### TASK A
Please reproduce the Red Shirt Diaries post word for word, starting with "Yeah, they all" and going on through "during the lockdown.".
### TASK B
Take the Red Shirt Diaries post further, picking up right after its final sentence.
QUOTED PASSAGE: Begin
The Red Shirt Diaries: #25

Well, it’s been a minute since I’ve posted under this theme.

Maybe it’s been 100 years, maybe only 9 months. If I’ve learned anything in 2020, it’s that time is excruciating relative.

Another interesting thing about 2020 has been how the mentally lethal distractions that inspired this theme – based off of the pre-credit scenes in the original Star Trek, where some extra in a red shirt always seemed to die after beaming down to a strange, new world – have shifted. Before the quarantimes, these mental deaths were always near misses with my own mortality.

Now?

I’m projecting.

Lunch with my parents?

People emerging from lockdown 1.0, unsure of how to navigate life in “the real world” again?

A friend’s small wedding?

Family gathering in Central Oregon for my nephew’s 21st?

Bubble Boy not texting back in a timely manner?

Yeah, they all died at one point or another in my neurotic mess of a brain.

It’s fascinating that my prochristination has me finally getting this out of draft on Thanksgiving Eve. After shaking my initial misgivings about meeting my parents for lunches on their trips into town, I still get a little heebaliscious when thinking about dinner at their house tomorrow.

I overcame my original disease with lunches after just admitting that with the Silver Fox in isolation with his ex-wife about 90 minutes south of Portland, my own isolation was poised to redefine the term lonely. Knowing that I was either at home or driving made me realize that my parents were likely the only people I would actually see intentionally and with any regularity during the lockdown.

Even though I was driving with Lyft ~20 hours a week, I felt like the table between us was buffer enough, since I was completely masked up while I drove people around. Still, it took a few months before we ventured back into hug territory.

Knowing that dinner tomorrow would be just my parents and youngest brother, I agreed to the pandemic indulgence. I still took this past week off from driving, on a doctor’s advice. Right now, I feel like the biggest risk to our meal is a nosey neighbor calling the cops to report our gathering. The Governor has set a 6 people or less from no more than 2 household rule on the day. We will be only 4, but from 3 households. Since the Guv has gone the shocking extra step of encouraging people to report their neighbors if they suspect a violation of these guidelines, I’m thinking maybe I should pick my brother up along the way.
QUOTED PASSAGE: End
MATERIAL SUPPLIED: Begin
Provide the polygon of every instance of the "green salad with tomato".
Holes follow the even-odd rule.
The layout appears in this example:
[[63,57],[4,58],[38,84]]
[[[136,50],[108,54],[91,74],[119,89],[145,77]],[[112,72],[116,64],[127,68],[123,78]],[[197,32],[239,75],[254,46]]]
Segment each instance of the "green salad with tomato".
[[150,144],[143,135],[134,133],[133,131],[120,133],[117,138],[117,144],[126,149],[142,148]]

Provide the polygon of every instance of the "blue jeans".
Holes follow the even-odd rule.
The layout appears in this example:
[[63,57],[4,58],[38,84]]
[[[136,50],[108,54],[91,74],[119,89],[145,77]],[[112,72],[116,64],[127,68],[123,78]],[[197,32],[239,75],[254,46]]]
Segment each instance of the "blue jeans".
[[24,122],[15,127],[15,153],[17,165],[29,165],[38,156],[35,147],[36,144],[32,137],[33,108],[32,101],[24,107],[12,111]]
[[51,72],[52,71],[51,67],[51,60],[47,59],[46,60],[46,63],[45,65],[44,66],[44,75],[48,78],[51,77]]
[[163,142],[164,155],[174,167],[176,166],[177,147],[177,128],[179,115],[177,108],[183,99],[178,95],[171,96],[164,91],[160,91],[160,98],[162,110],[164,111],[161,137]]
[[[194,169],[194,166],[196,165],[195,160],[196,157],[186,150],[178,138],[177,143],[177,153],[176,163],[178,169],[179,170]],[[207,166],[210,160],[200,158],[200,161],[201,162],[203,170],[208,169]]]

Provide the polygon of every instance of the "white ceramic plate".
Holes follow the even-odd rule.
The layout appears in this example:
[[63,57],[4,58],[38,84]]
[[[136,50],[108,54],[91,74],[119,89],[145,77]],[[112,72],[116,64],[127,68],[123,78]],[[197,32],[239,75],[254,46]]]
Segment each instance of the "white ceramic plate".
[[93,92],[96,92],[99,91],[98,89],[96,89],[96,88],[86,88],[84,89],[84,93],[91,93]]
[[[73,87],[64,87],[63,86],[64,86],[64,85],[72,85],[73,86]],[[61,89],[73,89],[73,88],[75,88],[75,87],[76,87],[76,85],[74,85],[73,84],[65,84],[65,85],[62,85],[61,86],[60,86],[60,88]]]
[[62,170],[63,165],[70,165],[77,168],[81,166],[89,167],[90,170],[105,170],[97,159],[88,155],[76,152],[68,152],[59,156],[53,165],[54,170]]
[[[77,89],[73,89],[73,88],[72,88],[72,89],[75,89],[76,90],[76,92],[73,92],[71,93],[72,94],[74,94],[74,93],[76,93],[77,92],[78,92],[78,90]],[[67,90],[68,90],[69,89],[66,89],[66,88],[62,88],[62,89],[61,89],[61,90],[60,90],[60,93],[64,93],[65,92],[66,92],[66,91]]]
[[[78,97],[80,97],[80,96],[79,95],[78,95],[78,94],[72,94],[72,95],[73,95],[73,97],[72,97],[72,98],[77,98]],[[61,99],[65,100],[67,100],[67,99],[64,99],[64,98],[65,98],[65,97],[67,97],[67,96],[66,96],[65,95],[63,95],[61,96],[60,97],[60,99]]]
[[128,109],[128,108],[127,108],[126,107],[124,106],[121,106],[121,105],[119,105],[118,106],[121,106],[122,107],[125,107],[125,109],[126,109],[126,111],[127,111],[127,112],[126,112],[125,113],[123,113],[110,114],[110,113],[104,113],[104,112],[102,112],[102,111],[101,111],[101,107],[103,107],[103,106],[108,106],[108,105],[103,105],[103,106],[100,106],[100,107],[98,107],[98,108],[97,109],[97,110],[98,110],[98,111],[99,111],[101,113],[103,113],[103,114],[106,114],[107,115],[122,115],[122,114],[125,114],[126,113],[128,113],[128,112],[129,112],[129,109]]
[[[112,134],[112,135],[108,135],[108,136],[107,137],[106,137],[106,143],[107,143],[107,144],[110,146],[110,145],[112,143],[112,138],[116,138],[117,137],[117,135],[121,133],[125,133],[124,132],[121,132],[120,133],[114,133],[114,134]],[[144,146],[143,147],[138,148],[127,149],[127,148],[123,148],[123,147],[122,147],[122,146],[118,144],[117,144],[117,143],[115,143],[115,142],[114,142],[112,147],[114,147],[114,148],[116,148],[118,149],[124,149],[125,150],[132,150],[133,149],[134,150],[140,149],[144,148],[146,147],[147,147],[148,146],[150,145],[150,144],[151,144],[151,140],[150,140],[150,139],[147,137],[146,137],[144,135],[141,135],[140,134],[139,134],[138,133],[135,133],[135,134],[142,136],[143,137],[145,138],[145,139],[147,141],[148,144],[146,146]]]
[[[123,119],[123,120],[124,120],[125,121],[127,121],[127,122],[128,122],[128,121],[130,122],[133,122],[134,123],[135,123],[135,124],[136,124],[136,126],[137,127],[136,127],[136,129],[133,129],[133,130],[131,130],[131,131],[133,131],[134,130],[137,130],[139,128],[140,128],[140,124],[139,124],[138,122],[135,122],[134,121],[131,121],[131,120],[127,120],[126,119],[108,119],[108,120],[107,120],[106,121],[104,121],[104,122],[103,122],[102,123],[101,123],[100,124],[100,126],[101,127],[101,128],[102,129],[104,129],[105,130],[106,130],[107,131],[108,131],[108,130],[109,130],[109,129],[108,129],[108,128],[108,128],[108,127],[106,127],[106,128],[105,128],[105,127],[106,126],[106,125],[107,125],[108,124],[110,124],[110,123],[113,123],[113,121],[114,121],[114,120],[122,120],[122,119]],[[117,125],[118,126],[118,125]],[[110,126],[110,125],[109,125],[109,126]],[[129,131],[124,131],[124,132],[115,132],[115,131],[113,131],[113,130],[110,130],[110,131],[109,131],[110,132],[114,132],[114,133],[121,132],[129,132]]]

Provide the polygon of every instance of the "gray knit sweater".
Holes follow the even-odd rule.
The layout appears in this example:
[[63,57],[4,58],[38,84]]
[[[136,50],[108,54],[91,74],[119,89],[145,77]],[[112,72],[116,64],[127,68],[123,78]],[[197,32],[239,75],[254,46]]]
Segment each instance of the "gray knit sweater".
MATERIAL SUPPLIED: End
### EXPECTED OUTPUT A
Yeah, they all died at one point or another in my neurotic mess of a brain.

It’s fascinating that my prochristination has me finally getting this out of draft on Thanksgiving Eve. After shaking my initial misgivings about meeting my parents for lunches on their trips into town, I still get a little heebaliscious when thinking about dinner at their house tomorrow.

I overcame my original disease with lunches after just admitting that with the Silver Fox in isolation with his ex-wife about 90 minutes south of Portland, my own isolation was poised to redefine the term lonely. Knowing that I was either at home or driving made me realize that my parents were likely the only people I would actually see intentionally and with any regularity during the lockdown.

### EXPECTED OUTPUT B
And because my parents are like poster children for great parents, Tuesday evening I start getting texts about coming out tonight to have a special dinner and spend the night.

It’s quite a nostalgic pull from the days when I lived out of state and would fly in early for holidays. But this year, I just can’t get there. I’m missing the rationalization that would make me comfortable spending that much time in their home, potentially exposing them to my city germs.

Also, there’s Myrtle. She’s kind of a situation.

After getting her, I took the advice of friends and family with cats and left her for the night with extra food – with a healthy 50% bump just to be sure – and went to my parents’. Myrtle being Myrtle, I came home to cat puke everywhere – none “fresh” – and a starving cat.

Stupid animal.

The next phase was taking her out with me.

That was an exercise in animal cruelty. She screamed the entire trip out in her cat carrier. Once we arrived, she stayed under the bed the entire visit. Emerging, from what I can tell, only once for some water and to shit on my parents’ hallway carpet.

It’s not easy being her.

So, for many reasons, I demurred on the invite for tonight. Then I woke up with a sore throat today, because that’s just my neurotic brain having fun with me.

But having skipped my nephew’s birthday, dreading the following two weeks and filling my dreams with sole survivor scenarios where my nephew, younger brother and I were the last of our clan, I wanted to go to Thanksgiving dinner.

But now the dreams are back.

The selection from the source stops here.